EXTRACTED DATA —
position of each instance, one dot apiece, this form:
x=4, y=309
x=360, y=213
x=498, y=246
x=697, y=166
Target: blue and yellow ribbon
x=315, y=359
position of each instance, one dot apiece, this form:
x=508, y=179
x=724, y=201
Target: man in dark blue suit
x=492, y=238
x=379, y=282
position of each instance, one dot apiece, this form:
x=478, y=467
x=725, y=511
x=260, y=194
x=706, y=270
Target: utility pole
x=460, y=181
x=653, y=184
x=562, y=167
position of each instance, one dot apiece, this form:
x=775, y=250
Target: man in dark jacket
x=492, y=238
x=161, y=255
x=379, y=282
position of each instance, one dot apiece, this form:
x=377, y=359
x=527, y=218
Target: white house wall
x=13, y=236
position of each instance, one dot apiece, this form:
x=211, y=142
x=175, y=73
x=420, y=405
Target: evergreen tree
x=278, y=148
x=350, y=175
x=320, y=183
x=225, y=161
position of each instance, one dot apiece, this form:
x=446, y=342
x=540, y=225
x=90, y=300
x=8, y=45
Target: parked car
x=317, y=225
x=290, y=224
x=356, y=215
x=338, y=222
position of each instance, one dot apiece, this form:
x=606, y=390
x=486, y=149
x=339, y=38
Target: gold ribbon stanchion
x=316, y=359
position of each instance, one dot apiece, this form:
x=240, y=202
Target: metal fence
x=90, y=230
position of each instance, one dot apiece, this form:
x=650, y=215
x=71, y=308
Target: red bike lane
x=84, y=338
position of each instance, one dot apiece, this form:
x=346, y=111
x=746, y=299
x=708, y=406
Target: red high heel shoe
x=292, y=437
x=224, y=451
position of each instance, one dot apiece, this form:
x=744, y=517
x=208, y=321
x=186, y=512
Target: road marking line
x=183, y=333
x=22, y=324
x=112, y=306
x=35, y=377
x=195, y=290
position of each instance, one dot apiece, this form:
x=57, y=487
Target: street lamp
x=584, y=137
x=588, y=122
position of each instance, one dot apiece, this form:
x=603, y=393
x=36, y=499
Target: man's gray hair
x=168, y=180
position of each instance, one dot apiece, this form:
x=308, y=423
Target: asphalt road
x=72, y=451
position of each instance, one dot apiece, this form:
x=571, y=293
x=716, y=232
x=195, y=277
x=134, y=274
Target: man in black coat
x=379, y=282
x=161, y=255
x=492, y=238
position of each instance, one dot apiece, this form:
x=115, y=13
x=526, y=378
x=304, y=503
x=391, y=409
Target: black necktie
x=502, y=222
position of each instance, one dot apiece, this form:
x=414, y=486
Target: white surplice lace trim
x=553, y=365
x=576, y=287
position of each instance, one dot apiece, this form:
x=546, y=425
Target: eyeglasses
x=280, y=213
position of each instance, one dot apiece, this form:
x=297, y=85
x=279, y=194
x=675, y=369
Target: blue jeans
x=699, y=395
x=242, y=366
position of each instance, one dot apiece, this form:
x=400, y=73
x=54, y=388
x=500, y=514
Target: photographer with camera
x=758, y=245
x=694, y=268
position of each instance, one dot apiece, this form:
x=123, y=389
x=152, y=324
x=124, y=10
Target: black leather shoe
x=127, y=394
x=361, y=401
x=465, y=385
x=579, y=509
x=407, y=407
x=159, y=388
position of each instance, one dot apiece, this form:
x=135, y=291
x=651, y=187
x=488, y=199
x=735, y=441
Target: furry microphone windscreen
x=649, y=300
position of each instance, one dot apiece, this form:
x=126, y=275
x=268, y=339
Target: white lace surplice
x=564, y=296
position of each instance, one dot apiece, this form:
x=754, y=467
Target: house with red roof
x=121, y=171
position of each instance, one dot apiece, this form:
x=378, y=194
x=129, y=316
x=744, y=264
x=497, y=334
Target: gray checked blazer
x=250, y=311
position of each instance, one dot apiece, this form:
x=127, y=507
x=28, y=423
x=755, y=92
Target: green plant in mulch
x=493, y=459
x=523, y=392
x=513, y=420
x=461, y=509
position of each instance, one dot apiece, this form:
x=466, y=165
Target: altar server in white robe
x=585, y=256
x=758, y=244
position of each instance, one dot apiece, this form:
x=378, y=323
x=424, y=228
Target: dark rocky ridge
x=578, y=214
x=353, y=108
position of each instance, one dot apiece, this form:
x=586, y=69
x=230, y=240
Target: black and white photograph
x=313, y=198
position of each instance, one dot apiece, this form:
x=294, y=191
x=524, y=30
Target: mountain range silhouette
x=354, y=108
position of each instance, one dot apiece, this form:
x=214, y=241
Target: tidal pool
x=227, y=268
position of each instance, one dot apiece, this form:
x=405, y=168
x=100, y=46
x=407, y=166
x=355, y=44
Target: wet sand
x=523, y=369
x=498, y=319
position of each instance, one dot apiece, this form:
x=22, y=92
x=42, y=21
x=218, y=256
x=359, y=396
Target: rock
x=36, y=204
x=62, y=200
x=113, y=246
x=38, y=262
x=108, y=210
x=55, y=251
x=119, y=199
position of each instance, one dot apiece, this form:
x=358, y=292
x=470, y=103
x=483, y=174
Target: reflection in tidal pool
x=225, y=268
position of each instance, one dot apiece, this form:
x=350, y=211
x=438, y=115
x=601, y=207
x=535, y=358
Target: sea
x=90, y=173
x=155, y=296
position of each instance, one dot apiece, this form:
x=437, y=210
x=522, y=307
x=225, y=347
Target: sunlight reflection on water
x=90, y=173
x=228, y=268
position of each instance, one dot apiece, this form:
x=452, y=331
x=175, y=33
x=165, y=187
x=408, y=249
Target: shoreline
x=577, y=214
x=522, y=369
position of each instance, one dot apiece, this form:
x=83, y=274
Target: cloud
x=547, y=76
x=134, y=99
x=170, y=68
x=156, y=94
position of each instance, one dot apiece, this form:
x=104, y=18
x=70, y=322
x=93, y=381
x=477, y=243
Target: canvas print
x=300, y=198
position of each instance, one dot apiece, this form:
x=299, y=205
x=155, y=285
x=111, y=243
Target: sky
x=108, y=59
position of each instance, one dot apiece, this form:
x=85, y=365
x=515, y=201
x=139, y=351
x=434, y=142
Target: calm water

* * *

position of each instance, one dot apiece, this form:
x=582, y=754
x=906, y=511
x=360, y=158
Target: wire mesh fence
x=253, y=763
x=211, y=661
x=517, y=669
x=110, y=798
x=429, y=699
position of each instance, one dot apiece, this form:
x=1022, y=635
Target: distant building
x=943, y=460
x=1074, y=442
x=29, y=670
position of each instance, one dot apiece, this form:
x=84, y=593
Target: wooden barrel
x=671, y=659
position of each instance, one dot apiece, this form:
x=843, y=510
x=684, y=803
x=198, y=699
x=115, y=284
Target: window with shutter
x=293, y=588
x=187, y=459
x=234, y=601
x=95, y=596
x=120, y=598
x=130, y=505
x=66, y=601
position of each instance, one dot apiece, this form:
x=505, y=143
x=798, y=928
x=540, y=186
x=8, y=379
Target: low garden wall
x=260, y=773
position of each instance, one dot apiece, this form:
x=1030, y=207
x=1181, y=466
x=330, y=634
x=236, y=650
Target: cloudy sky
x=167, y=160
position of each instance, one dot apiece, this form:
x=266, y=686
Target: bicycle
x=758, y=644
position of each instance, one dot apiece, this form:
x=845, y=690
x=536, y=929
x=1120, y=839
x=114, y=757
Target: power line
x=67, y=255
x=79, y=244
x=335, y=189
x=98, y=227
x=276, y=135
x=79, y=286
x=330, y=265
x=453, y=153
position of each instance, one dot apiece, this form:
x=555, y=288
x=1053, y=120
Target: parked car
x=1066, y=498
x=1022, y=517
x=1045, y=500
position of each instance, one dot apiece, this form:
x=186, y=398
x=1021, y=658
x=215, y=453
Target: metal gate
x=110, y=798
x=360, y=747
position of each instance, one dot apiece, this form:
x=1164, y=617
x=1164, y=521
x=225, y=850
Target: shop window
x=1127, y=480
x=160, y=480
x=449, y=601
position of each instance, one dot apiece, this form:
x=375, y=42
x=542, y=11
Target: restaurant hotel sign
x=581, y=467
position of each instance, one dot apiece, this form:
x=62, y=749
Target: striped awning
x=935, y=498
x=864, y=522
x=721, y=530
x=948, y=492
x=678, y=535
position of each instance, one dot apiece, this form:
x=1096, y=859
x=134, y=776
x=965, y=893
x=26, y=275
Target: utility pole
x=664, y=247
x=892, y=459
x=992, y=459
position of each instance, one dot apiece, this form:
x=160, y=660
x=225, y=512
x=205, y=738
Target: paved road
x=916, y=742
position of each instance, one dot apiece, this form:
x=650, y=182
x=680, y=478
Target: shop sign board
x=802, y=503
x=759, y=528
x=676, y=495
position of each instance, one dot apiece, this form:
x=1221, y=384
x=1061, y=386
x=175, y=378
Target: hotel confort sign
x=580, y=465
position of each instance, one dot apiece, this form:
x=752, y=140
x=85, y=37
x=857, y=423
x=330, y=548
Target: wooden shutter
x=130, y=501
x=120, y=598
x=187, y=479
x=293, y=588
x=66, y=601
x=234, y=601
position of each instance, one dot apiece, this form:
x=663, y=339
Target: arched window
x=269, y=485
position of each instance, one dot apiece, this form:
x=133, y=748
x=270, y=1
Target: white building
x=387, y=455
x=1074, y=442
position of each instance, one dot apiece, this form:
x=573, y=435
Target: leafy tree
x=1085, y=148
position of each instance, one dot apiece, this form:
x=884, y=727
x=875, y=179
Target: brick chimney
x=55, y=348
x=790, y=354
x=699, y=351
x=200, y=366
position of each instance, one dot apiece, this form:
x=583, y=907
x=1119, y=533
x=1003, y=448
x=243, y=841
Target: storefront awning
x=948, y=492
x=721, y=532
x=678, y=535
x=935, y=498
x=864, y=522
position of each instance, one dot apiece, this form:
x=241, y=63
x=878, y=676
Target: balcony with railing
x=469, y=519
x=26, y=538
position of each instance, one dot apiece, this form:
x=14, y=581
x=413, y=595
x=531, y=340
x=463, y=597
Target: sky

EXERCISE DESCRIPTION —
Above are the records. Print exactly, and only, the lines from the line with "Target: shop window" to the line with "x=134, y=776", both inclusive.

REPLY TO THE EXERCISE —
Target: shop window
x=1127, y=480
x=160, y=480
x=449, y=601
position of each instance, one dot apiece, this form:
x=375, y=42
x=542, y=11
Target: restaurant hotel sign
x=581, y=467
position of each instance, one dot apiece, this form:
x=62, y=749
Target: striped awning
x=935, y=498
x=864, y=522
x=721, y=530
x=948, y=492
x=678, y=535
position of each instance, one dot apiece, this form:
x=1096, y=859
x=134, y=776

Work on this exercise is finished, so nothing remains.